## WHAT IS NEEDED
Locate the word "forest" in the data below, then copy every line that holds it.

## DATA FOR REVIEW
_ _ _ _ _
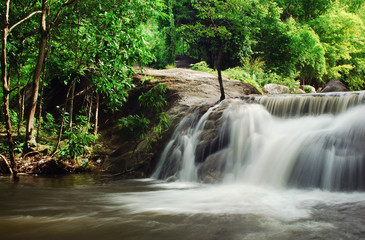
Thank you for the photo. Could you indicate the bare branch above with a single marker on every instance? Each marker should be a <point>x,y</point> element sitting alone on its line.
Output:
<point>24,19</point>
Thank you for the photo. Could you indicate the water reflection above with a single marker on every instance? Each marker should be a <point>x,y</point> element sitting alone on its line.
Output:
<point>101,207</point>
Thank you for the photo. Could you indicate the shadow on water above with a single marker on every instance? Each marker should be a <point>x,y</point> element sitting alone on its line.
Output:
<point>100,207</point>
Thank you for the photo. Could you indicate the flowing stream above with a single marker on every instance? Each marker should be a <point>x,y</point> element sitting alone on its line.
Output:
<point>243,169</point>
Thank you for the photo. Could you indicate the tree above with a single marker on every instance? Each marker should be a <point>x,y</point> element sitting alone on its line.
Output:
<point>341,34</point>
<point>30,140</point>
<point>6,83</point>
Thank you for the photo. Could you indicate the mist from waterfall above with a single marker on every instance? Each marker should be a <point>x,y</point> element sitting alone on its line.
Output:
<point>318,142</point>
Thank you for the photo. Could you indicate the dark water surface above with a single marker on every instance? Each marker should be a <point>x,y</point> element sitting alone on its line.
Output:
<point>96,207</point>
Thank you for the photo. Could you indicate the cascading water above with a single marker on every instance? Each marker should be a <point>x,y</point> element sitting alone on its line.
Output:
<point>318,144</point>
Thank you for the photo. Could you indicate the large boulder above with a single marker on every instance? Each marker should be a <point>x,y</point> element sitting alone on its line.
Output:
<point>275,89</point>
<point>187,89</point>
<point>334,86</point>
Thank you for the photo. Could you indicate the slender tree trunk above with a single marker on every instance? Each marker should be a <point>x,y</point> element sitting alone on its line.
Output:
<point>71,110</point>
<point>39,117</point>
<point>30,139</point>
<point>20,119</point>
<point>62,122</point>
<point>6,92</point>
<point>96,114</point>
<point>90,97</point>
<point>219,68</point>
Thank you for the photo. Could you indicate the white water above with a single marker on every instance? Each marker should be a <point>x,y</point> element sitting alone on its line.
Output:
<point>322,151</point>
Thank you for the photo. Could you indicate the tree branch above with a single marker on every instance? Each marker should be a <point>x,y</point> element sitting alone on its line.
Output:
<point>7,163</point>
<point>24,19</point>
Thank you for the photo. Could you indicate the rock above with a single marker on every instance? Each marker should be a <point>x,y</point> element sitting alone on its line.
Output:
<point>299,91</point>
<point>275,89</point>
<point>212,169</point>
<point>334,86</point>
<point>4,167</point>
<point>188,91</point>
<point>308,89</point>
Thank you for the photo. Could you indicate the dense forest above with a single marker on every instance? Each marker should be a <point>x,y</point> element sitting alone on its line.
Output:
<point>54,50</point>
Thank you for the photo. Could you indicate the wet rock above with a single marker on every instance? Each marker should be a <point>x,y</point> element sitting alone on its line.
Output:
<point>4,167</point>
<point>212,169</point>
<point>334,86</point>
<point>275,89</point>
<point>308,89</point>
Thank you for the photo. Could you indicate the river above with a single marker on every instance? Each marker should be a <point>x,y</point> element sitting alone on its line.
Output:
<point>100,207</point>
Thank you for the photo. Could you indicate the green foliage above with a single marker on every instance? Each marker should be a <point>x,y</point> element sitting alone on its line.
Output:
<point>341,34</point>
<point>133,125</point>
<point>49,124</point>
<point>203,67</point>
<point>77,139</point>
<point>138,126</point>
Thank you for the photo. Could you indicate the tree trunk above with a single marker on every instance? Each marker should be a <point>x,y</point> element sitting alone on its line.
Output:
<point>96,114</point>
<point>6,92</point>
<point>90,98</point>
<point>72,104</point>
<point>62,121</point>
<point>219,68</point>
<point>30,139</point>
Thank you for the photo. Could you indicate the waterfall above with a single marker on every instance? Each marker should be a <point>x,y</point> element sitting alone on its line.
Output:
<point>289,105</point>
<point>317,142</point>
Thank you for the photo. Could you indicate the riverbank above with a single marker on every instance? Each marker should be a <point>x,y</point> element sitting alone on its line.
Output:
<point>186,89</point>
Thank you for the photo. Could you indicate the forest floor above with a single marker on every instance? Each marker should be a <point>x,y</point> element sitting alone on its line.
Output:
<point>186,88</point>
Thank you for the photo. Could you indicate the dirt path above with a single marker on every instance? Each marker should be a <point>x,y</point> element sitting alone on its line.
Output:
<point>195,87</point>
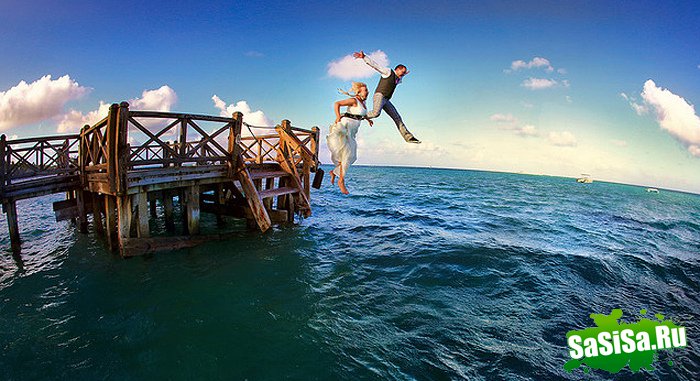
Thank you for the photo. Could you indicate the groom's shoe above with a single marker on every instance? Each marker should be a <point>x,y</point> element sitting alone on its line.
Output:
<point>413,139</point>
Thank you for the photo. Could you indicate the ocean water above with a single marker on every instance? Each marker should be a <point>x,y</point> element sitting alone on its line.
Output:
<point>420,274</point>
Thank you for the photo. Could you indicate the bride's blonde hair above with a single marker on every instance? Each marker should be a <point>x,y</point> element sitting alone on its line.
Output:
<point>354,89</point>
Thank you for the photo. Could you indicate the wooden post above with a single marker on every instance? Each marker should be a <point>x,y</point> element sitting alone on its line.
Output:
<point>124,217</point>
<point>12,224</point>
<point>82,212</point>
<point>253,197</point>
<point>168,208</point>
<point>192,202</point>
<point>82,155</point>
<point>282,199</point>
<point>234,140</point>
<point>154,210</point>
<point>111,221</point>
<point>290,208</point>
<point>183,141</point>
<point>220,195</point>
<point>112,128</point>
<point>316,132</point>
<point>141,201</point>
<point>122,149</point>
<point>269,182</point>
<point>97,214</point>
<point>3,165</point>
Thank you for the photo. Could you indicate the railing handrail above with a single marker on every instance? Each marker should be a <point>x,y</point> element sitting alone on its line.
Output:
<point>176,115</point>
<point>104,147</point>
<point>37,139</point>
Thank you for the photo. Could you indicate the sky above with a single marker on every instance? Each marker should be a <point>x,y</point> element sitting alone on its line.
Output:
<point>541,87</point>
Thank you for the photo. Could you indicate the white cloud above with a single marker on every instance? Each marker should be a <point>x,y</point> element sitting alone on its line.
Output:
<point>528,130</point>
<point>675,115</point>
<point>160,99</point>
<point>348,67</point>
<point>42,99</point>
<point>538,83</point>
<point>510,123</point>
<point>502,118</point>
<point>562,139</point>
<point>254,54</point>
<point>254,118</point>
<point>640,109</point>
<point>537,62</point>
<point>155,100</point>
<point>619,143</point>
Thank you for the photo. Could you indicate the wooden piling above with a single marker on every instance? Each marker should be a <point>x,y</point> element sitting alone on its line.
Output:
<point>220,197</point>
<point>97,214</point>
<point>82,212</point>
<point>124,216</point>
<point>142,213</point>
<point>12,224</point>
<point>168,210</point>
<point>152,204</point>
<point>110,205</point>
<point>192,204</point>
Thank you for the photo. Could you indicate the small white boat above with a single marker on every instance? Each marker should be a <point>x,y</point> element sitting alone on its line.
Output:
<point>584,179</point>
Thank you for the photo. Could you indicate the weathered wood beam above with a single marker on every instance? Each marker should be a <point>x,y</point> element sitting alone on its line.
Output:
<point>13,225</point>
<point>252,197</point>
<point>141,201</point>
<point>82,210</point>
<point>97,214</point>
<point>124,217</point>
<point>168,210</point>
<point>192,205</point>
<point>110,205</point>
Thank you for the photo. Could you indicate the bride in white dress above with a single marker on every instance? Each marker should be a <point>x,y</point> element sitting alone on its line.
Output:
<point>341,136</point>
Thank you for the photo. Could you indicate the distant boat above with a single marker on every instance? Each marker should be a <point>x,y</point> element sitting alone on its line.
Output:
<point>584,179</point>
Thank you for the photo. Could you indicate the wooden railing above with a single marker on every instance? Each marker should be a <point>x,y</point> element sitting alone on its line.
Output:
<point>262,145</point>
<point>30,158</point>
<point>132,141</point>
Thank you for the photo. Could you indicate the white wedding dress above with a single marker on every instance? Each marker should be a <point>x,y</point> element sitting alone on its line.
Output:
<point>341,139</point>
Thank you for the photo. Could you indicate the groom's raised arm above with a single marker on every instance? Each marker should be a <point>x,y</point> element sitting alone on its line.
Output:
<point>384,71</point>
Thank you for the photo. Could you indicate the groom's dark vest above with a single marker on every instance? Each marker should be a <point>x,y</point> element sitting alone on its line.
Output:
<point>387,85</point>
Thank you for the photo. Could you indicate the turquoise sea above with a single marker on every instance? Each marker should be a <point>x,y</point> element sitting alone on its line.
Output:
<point>421,274</point>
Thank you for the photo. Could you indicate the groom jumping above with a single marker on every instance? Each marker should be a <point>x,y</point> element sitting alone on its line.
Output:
<point>382,95</point>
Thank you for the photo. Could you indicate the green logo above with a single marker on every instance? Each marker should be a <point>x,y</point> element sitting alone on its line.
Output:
<point>613,345</point>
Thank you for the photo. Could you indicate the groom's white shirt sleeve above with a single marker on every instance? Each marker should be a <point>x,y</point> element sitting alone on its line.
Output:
<point>384,71</point>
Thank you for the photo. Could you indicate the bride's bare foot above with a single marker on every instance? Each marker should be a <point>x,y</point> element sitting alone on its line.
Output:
<point>341,185</point>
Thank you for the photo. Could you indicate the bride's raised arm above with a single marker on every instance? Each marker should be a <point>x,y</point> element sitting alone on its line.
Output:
<point>345,102</point>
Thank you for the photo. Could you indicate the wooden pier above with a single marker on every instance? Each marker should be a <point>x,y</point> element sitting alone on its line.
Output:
<point>119,168</point>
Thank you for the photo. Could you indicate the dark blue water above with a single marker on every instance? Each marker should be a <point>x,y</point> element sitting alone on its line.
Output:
<point>418,274</point>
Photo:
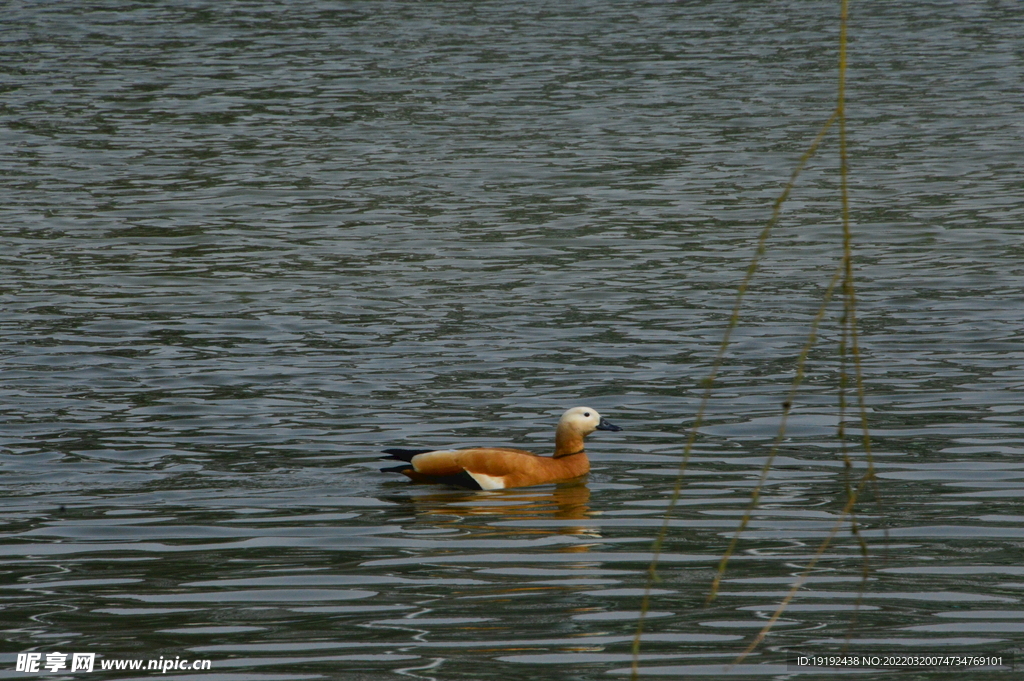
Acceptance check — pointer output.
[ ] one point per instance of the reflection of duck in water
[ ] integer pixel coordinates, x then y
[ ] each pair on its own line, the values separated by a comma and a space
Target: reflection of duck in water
498, 468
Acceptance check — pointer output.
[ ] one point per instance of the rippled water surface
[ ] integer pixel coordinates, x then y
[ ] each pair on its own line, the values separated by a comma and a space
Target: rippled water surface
246, 246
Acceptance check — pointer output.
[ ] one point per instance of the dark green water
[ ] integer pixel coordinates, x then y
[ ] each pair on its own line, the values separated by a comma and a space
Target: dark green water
248, 245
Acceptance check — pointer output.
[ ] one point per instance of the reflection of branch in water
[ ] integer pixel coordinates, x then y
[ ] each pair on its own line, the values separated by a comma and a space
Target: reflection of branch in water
561, 502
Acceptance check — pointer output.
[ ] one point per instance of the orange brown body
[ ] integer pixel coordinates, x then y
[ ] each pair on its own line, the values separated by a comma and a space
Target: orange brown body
498, 468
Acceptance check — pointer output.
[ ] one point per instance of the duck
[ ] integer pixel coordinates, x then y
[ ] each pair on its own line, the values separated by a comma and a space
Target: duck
501, 468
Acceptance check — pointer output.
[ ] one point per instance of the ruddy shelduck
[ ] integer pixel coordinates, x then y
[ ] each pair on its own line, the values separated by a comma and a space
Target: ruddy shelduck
498, 468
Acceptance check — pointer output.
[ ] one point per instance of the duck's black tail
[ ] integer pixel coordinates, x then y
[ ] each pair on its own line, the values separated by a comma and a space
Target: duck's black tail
403, 455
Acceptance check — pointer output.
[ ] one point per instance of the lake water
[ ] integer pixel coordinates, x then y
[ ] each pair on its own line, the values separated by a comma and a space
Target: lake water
246, 246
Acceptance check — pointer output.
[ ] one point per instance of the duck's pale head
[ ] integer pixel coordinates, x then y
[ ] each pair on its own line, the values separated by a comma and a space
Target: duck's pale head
576, 424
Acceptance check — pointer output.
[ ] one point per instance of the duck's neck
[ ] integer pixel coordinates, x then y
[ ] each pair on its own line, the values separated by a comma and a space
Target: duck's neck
567, 441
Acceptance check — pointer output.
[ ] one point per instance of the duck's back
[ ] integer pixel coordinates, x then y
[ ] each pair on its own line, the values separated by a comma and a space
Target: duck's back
497, 468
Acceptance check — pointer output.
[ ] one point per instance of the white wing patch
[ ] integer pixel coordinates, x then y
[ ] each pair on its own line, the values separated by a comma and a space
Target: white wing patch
487, 481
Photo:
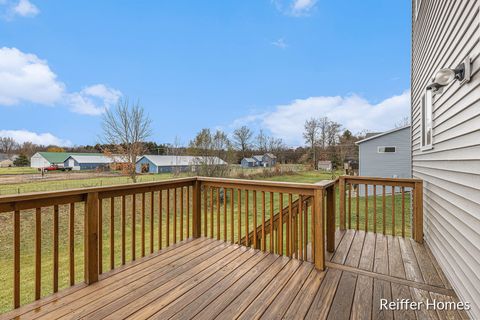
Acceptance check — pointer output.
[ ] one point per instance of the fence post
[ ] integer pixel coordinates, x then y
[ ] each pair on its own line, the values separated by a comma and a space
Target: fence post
318, 216
330, 218
197, 209
418, 212
91, 238
341, 190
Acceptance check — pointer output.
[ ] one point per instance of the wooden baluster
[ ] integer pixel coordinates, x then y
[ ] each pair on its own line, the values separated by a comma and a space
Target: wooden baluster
393, 211
91, 238
188, 212
175, 215
152, 219
134, 224
38, 252
160, 218
239, 209
375, 208
112, 233
255, 242
271, 222
366, 207
358, 207
197, 209
224, 214
231, 216
123, 229
403, 211
264, 239
16, 259
71, 243
100, 236
143, 224
181, 213
247, 234
300, 222
289, 227
280, 225
211, 212
341, 191
205, 211
384, 209
55, 248
167, 231
305, 235
350, 186
218, 213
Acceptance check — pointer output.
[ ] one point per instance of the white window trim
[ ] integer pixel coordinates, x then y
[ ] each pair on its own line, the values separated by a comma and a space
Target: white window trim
378, 149
423, 118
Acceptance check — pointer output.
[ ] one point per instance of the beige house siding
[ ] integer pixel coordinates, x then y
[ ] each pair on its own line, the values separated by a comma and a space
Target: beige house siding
443, 34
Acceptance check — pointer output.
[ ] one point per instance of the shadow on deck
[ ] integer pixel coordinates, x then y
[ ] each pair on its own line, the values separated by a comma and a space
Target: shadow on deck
206, 279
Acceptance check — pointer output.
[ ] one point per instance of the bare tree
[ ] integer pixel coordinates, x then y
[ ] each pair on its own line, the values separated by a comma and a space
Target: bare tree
210, 149
8, 145
242, 139
310, 135
126, 127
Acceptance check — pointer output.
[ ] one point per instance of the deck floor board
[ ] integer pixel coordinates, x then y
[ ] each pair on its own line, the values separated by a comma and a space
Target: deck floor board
210, 279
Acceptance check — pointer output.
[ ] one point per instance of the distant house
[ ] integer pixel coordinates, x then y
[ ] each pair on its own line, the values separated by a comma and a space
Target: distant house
386, 155
46, 159
166, 164
325, 165
266, 160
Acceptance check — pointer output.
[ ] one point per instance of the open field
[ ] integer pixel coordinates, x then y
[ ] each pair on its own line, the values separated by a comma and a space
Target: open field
28, 225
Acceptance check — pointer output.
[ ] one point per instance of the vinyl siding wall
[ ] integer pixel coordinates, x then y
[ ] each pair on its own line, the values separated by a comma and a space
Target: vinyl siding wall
443, 34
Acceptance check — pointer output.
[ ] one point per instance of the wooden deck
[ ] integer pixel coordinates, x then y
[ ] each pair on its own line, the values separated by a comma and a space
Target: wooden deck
206, 279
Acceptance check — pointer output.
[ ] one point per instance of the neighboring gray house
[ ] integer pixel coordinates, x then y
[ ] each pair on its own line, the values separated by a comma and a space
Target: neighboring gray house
386, 154
266, 160
446, 137
164, 164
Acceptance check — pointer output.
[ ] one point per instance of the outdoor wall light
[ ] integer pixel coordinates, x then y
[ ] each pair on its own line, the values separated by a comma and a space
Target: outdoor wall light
445, 76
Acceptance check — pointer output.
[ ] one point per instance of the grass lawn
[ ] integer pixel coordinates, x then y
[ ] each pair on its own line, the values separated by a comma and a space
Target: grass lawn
28, 226
18, 170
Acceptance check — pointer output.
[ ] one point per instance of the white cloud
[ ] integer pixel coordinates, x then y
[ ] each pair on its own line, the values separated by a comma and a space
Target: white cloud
280, 43
295, 7
353, 112
94, 100
25, 78
25, 8
22, 136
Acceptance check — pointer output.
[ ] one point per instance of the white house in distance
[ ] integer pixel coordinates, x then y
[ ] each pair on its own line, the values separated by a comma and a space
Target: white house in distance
386, 155
165, 164
445, 112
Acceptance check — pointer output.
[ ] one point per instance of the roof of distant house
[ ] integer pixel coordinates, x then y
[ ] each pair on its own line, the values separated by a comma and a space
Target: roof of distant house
378, 135
180, 160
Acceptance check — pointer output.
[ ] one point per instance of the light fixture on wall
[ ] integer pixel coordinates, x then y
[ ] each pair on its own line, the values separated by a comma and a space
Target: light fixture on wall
445, 76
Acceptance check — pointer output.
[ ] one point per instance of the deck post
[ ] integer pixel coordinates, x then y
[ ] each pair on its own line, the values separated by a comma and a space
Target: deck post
91, 238
319, 242
330, 218
197, 209
418, 212
341, 190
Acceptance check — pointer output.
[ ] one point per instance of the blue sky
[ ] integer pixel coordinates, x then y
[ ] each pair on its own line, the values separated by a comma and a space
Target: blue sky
_ _ _ _ _
## RESPONSE
Thank you for the photo. Could you indicate the dense forest above with a single marker on every instance? Each marker should be a <point>x,y</point> element sitting alone on its line.
Thank you for the photo. Could you indicate the forest floor above with a single marker on every instance? Each marker should be a <point>x,y</point> element sitting alone on its line.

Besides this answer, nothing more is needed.